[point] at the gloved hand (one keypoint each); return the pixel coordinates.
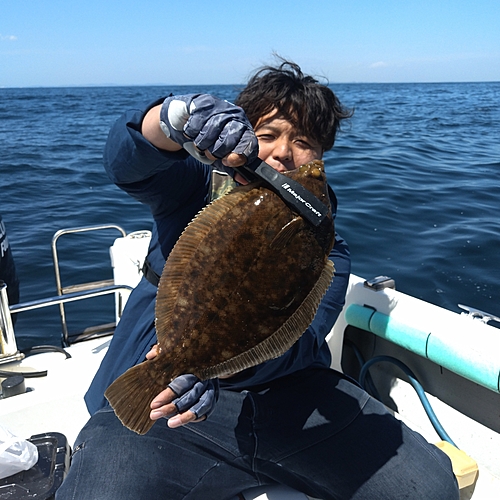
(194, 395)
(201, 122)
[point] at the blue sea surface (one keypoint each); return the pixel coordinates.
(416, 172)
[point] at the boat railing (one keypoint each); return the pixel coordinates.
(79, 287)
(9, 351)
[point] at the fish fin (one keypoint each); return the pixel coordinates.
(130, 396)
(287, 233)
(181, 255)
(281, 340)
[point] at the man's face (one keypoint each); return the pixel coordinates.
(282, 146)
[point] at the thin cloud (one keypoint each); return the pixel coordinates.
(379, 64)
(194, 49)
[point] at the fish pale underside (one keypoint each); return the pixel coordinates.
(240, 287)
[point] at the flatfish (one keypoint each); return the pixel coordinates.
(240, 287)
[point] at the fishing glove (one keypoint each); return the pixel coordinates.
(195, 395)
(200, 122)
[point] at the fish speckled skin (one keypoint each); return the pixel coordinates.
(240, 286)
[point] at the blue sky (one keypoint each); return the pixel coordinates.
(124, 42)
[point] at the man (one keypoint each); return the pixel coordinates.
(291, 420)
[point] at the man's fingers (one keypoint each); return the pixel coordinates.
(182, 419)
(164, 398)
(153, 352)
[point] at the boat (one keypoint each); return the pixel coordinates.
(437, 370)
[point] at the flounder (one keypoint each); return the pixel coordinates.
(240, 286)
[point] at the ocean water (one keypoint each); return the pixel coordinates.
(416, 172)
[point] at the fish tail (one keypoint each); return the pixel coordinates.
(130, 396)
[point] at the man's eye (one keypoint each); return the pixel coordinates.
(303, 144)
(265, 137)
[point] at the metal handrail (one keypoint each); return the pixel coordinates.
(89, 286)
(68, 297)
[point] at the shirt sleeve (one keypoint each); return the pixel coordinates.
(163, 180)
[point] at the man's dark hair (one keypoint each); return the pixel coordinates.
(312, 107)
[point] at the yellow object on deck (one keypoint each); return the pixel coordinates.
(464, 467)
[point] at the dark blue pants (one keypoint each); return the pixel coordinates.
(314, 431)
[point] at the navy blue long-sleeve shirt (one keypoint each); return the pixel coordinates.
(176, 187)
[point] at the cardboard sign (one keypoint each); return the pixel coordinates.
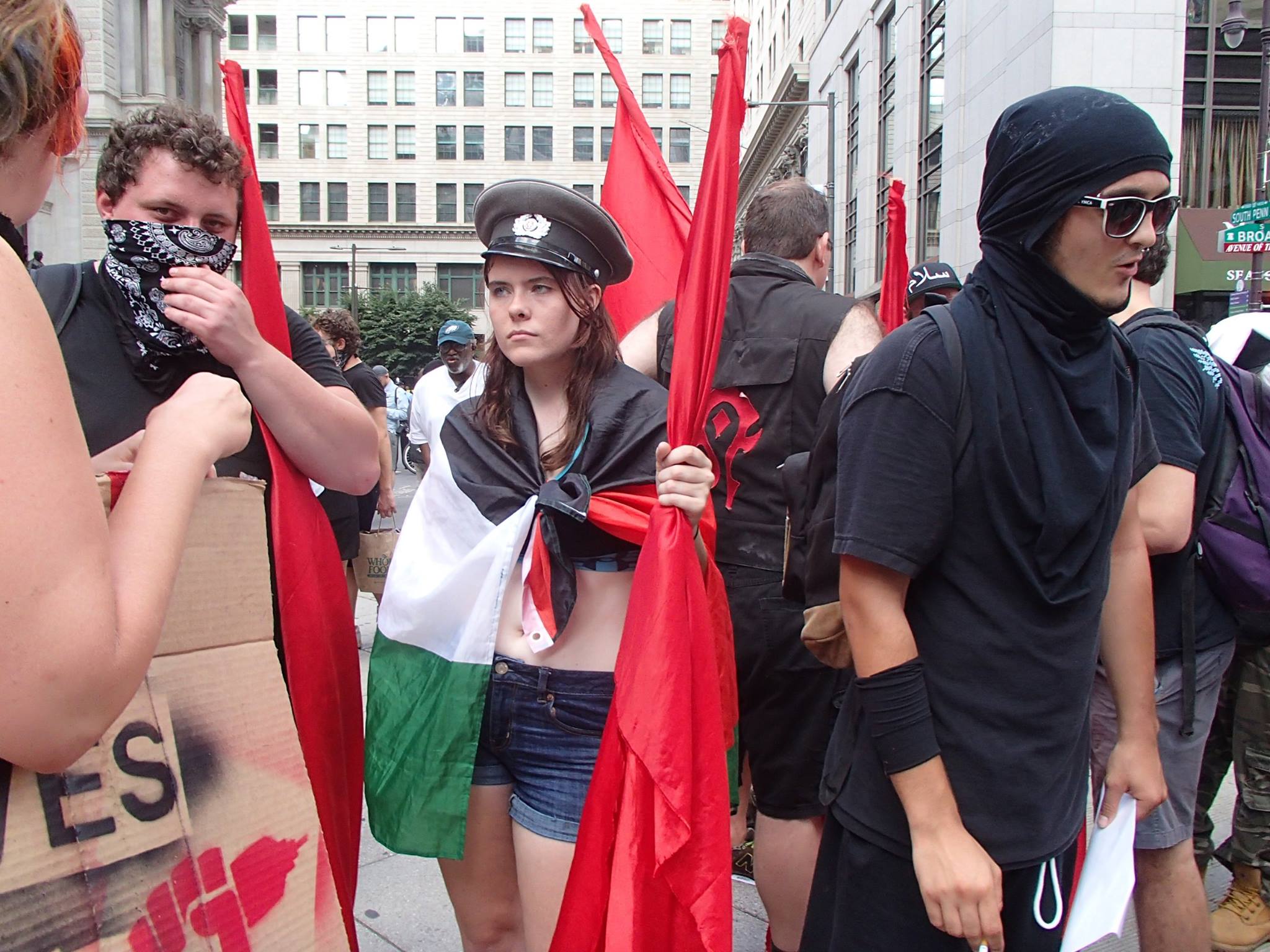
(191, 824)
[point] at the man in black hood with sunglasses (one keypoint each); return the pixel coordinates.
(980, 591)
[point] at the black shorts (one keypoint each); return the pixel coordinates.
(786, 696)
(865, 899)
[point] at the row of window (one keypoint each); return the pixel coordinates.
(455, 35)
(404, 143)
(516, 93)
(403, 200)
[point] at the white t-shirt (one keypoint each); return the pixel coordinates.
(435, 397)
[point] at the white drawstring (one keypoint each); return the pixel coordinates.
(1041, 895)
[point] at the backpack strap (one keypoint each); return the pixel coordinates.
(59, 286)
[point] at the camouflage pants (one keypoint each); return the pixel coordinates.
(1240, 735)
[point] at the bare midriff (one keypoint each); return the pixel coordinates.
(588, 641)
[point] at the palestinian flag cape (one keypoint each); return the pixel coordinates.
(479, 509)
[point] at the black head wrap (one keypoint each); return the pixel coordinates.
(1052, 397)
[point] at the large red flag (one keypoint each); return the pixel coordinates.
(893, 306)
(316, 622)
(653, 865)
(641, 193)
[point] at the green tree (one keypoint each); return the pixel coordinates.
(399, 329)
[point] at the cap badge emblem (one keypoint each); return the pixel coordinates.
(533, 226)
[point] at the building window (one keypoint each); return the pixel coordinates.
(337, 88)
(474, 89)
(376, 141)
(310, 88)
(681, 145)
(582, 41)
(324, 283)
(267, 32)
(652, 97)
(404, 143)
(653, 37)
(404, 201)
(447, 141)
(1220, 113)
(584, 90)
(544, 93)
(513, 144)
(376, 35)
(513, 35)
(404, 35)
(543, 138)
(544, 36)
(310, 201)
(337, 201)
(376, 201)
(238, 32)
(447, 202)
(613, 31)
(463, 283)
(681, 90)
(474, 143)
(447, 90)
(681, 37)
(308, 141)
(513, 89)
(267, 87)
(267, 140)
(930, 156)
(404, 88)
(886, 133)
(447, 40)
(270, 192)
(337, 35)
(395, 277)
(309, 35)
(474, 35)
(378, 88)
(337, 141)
————————
§ **Exercise prompt**
Reproduce, unchanged, everything in the data above from the line containing "[point] at the row" down to the line containing "(1052, 397)", including both of those lines.

§ **Written response**
[point] at the row of window (one keypoint each); return the pixel coordinates.
(455, 35)
(404, 143)
(516, 93)
(403, 200)
[point] at the white t-shirt (one keypoint each); return the pixel coordinates.
(435, 397)
[point] at the white drawstring (one keypoint each); return the pixel coordinates.
(1041, 895)
[point] at the backpack strap (one keypoint each); return the pixel coordinates.
(59, 286)
[point] at the camouflage pants (one keypoint each); return the pixel coordinates.
(1240, 735)
[point] at the bare midriff (one keypoint each); return the pixel coordinates.
(588, 641)
[point] at the palestinian flag cape (one keypoint each); return the pixel coordinates.
(479, 509)
[point] at the black head wrap (one keypoint each); return the pixel coordinates.
(1052, 397)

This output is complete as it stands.